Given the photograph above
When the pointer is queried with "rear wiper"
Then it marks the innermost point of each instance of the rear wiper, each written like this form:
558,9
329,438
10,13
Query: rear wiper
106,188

[TO DO]: Rename "rear wiper" to "back wiper" everywhere in the material, and write out all of its lines again with nothing else changed.

[SOLUTION]:
Given the photograph above
When the pointer is queried with "back wiper"
Then it marks the innermost point of each instance of the back wiper, each written like this form:
558,9
329,438
10,13
Query: back wiper
106,188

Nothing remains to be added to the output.